** Work required **
Reproduce the lines below, changing "grassy slope" to "hillside" and leaving everything else as it is.

** The data **
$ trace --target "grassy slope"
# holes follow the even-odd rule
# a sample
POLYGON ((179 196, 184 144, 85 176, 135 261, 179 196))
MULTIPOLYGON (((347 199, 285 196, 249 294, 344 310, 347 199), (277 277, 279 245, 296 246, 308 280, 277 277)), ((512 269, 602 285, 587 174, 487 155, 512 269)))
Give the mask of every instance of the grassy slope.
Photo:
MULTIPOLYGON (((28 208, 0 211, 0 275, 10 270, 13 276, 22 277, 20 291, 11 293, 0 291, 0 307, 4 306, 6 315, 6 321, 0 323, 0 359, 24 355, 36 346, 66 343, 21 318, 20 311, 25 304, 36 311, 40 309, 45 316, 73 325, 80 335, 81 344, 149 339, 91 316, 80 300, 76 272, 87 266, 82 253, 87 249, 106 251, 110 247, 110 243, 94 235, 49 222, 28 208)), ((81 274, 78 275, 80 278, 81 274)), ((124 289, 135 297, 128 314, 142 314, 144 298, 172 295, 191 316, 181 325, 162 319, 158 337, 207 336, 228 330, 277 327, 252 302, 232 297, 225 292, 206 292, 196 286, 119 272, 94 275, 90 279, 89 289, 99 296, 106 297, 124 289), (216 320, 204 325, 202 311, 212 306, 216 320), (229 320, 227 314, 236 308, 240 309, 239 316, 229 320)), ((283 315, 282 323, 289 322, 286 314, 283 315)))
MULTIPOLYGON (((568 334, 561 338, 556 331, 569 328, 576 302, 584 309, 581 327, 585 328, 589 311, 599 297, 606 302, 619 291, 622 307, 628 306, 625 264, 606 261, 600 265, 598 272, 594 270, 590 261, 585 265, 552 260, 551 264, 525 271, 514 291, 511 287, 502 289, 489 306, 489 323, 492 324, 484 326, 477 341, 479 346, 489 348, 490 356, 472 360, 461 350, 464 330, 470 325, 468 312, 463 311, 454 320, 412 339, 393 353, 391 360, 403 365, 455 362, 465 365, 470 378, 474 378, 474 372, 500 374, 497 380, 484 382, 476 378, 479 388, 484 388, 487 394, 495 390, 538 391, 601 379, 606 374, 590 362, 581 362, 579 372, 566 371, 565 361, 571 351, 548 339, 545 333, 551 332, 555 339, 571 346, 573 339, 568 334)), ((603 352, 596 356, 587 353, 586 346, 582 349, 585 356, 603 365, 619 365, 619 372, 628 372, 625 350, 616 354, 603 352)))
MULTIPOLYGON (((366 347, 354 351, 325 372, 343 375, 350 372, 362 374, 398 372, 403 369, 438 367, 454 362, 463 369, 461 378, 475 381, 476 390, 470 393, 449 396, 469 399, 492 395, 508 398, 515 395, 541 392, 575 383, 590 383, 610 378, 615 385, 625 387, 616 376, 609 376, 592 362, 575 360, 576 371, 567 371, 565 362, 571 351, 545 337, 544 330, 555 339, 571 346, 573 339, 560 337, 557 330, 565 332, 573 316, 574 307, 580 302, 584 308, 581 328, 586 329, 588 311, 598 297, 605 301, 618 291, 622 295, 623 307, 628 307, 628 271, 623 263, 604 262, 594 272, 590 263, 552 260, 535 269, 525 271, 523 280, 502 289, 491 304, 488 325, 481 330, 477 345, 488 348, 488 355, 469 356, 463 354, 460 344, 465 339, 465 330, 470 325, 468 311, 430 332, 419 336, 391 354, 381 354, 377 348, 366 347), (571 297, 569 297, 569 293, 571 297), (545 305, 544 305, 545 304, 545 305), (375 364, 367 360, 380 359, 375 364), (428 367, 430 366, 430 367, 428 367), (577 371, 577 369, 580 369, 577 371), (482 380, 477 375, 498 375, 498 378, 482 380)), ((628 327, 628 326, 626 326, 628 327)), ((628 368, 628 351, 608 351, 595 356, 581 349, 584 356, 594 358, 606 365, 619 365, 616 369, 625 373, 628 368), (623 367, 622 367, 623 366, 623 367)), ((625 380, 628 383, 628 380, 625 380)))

** Output below **
$ trace --target "hillside"
# holes follow the even-odd rule
# a sample
POLYGON ((179 196, 184 144, 85 176, 135 261, 179 196))
MULTIPOLYGON (((347 199, 285 196, 249 294, 344 310, 347 199), (277 277, 279 245, 296 246, 308 280, 277 277)), ((512 269, 602 285, 587 174, 487 155, 512 269)))
Give the mask of every instance of the hillside.
Photo:
MULTIPOLYGON (((28 208, 0 211, 0 275, 10 270, 13 276, 22 277, 20 291, 11 293, 0 291, 0 307, 4 306, 6 315, 6 321, 0 323, 0 359, 24 355, 36 346, 66 343, 21 318, 20 311, 25 304, 36 311, 40 309, 45 316, 73 325, 80 335, 81 344, 149 339, 91 316, 80 300, 76 272, 87 266, 82 253, 87 249, 106 251, 110 247, 110 243, 94 235, 49 222, 28 208)), ((81 274, 78 275, 80 278, 81 274)), ((124 289, 135 297, 128 314, 142 314, 144 298, 172 295, 191 316, 181 325, 162 319, 158 337, 207 336, 228 330, 277 327, 252 302, 232 297, 225 292, 206 292, 196 286, 119 272, 94 275, 90 279, 89 289, 99 296, 106 297, 124 289), (216 320, 204 325, 202 311, 212 306, 216 320), (229 320, 227 314, 236 308, 240 309, 239 316, 229 320)), ((283 315, 282 323, 289 322, 286 314, 283 315)))
MULTIPOLYGON (((568 334, 561 338, 556 331, 569 328, 576 302, 584 309, 581 327, 585 328, 589 311, 599 297, 606 302, 619 291, 622 307, 628 306, 625 264, 606 261, 600 265, 598 272, 594 270, 590 261, 585 265, 552 260, 551 264, 525 271, 514 291, 511 287, 502 289, 489 306, 489 323, 492 324, 484 326, 477 341, 479 346, 489 348, 490 356, 472 360, 461 350, 464 330, 470 325, 468 312, 463 311, 454 320, 412 339, 393 353, 391 360, 403 365, 455 362, 465 365, 470 378, 474 378, 474 372, 500 374, 497 380, 484 382, 476 378, 479 388, 484 388, 487 394, 495 390, 538 391, 601 379, 606 374, 590 362, 581 362, 579 372, 566 371, 565 361, 571 351, 548 339, 545 333, 551 332, 555 339, 571 346, 573 339, 568 334)), ((603 352, 596 356, 587 353, 586 346, 582 349, 585 356, 603 365, 619 365, 619 372, 628 372, 625 350, 616 354, 603 352)))
MULTIPOLYGON (((366 347, 354 351, 325 372, 343 375, 350 372, 362 374, 398 372, 403 369, 438 367, 454 362, 463 369, 461 378, 475 381, 476 390, 470 393, 449 396, 469 399, 492 395, 508 398, 515 395, 541 392, 575 383, 590 383, 610 378, 615 385, 625 387, 616 376, 609 376, 592 362, 575 360, 576 371, 567 371, 565 362, 571 351, 545 337, 544 330, 555 339, 571 346, 573 339, 560 337, 557 330, 565 332, 573 316, 574 307, 580 302, 584 308, 581 328, 586 329, 588 311, 598 297, 605 301, 618 291, 622 295, 623 307, 628 307, 628 271, 623 263, 604 262, 594 272, 590 263, 552 260, 535 269, 525 271, 523 280, 502 289, 491 304, 488 325, 481 330, 477 345, 488 348, 488 355, 469 356, 463 354, 460 344, 465 339, 465 330, 470 325, 468 311, 430 332, 419 336, 391 354, 381 354, 377 348, 366 347), (571 297, 569 297, 569 293, 571 297), (545 305, 544 305, 545 304, 545 305), (375 364, 367 360, 380 359, 375 364), (428 367, 430 366, 430 367, 428 367), (577 371, 577 369, 580 369, 577 371), (482 380, 477 375, 498 375, 498 378, 482 380)), ((628 327, 628 326, 626 326, 628 327)), ((628 368, 628 351, 608 351, 595 356, 581 349, 584 356, 594 358, 606 365, 619 365, 616 369, 625 373, 628 368), (623 367, 622 367, 623 366, 623 367)), ((625 380, 628 383, 628 380, 625 380)))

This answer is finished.